> Do this
Copy every item below character for character, with no changes.

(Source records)
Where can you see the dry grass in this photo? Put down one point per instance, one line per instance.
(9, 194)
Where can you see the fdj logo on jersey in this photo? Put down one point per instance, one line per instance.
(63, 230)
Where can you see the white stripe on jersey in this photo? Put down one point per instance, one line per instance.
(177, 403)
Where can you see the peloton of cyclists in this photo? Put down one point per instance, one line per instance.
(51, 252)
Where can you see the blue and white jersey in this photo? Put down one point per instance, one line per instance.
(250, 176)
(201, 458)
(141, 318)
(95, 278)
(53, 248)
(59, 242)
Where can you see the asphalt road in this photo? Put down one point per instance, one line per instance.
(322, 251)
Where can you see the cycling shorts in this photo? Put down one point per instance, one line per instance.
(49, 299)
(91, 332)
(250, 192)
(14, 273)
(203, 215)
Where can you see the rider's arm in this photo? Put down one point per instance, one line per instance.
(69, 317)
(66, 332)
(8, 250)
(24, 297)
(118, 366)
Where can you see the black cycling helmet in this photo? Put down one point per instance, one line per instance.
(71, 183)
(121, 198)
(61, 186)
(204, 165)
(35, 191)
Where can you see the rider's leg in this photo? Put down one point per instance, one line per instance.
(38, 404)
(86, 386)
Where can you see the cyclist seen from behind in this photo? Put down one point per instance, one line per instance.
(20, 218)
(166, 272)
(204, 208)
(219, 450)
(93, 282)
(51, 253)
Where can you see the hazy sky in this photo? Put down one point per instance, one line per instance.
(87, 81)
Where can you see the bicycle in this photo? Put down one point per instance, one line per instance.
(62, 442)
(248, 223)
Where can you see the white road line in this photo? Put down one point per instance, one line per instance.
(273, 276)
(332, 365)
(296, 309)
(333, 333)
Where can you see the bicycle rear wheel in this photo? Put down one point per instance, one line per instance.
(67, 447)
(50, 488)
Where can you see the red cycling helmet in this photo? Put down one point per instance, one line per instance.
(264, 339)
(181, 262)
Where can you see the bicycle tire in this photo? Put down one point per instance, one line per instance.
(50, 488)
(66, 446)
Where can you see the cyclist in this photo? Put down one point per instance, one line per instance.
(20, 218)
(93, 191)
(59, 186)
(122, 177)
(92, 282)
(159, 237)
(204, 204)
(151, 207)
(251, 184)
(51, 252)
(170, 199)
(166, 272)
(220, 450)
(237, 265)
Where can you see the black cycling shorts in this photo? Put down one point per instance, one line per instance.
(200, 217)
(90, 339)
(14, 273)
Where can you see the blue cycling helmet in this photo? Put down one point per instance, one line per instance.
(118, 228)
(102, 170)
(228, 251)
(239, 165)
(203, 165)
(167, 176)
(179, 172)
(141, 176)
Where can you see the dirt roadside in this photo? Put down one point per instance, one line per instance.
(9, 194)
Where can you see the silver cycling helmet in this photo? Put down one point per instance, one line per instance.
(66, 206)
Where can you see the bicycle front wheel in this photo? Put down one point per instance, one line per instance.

> Result below
Where can you see the dry grass in this photo? Put down one point per instance, one line per instance.
(9, 194)
Where can you see the fdj logo on jersey in this photo? Put down one point per instance, one line per instance.
(63, 230)
Where can you see the white stripe on jersey in this photo? Put down one point per instance, one line per instance.
(177, 403)
Where can you see the peloton of cyclists in this photo? Put down one point per instance, one line per instance.
(51, 252)
Where can you see the blue and white jersey in this photo? Put down one point per instance, one line per instance.
(250, 176)
(201, 458)
(141, 318)
(95, 278)
(53, 248)
(59, 242)
Where can you see the asphalt road in this photo? Put down one point per instance, one line per instance.
(322, 251)
Where can you see the cycling shorts in this photo? Put down one point per instance, one line per instance.
(49, 299)
(91, 332)
(250, 192)
(14, 273)
(203, 215)
Where can you see the rider's arm in this photo? Put down one point per instance, one line per instance.
(69, 317)
(66, 332)
(8, 250)
(24, 297)
(118, 366)
Where can you see the black cycling helmet in this photo? Put down one point per instance, one line per instance.
(71, 183)
(121, 198)
(61, 186)
(204, 165)
(35, 191)
Where can you see the rider's leg in this photo? Put down one point per instance, one line per instance.
(38, 404)
(86, 386)
Where can you see the cyclist seen from behind in this photo? Put down one point per instance, one line per instance.
(20, 218)
(166, 272)
(204, 208)
(219, 450)
(93, 282)
(51, 253)
Where can you see the hazy sky in this photo? Put down one point per instance, one line per instance.
(87, 81)
Where can you see the bicycle in this photo? Put down one point per instance, one line per instance.
(62, 442)
(248, 223)
Where can you see the white road line in this photo? Put down one point per instance, one line per instance.
(273, 276)
(332, 365)
(296, 309)
(333, 333)
Where can you see the bicycle rear wheel in this photo? Put down one point per instance, one line per instance.
(67, 447)
(50, 488)
Where can you see the red cycling helmet in this photo? Put down one point per instance, one line per instance.
(264, 339)
(181, 262)
Where can you see the bicycle tire in this photo? Put down one point per instance, one line per instance.
(50, 488)
(66, 446)
Where can you see the cyclist in this photo? Put down one point per instance, one line per instance.
(20, 218)
(93, 191)
(59, 186)
(122, 177)
(92, 282)
(159, 237)
(204, 204)
(151, 207)
(251, 184)
(51, 252)
(170, 199)
(166, 272)
(220, 450)
(237, 265)
Where can you see the black cycling shorts in this photo? Put down one point per instance, one line per instance.
(200, 217)
(90, 339)
(14, 273)
Where can you see the blue cycling helmet in this photo? Put down one point per instance, one line per instance.
(118, 228)
(102, 170)
(228, 251)
(239, 165)
(203, 165)
(167, 176)
(179, 172)
(141, 176)
Where can you see the dirt roadside in this photo? Put down one point per instance, one line per instance.
(9, 194)
Where can you see the silver cycling helmet in this photo? Put down one point per instance, one line per instance.
(66, 206)
Where can you see the bicycle front wheel in this photo? Put down one point per instance, one line per instance.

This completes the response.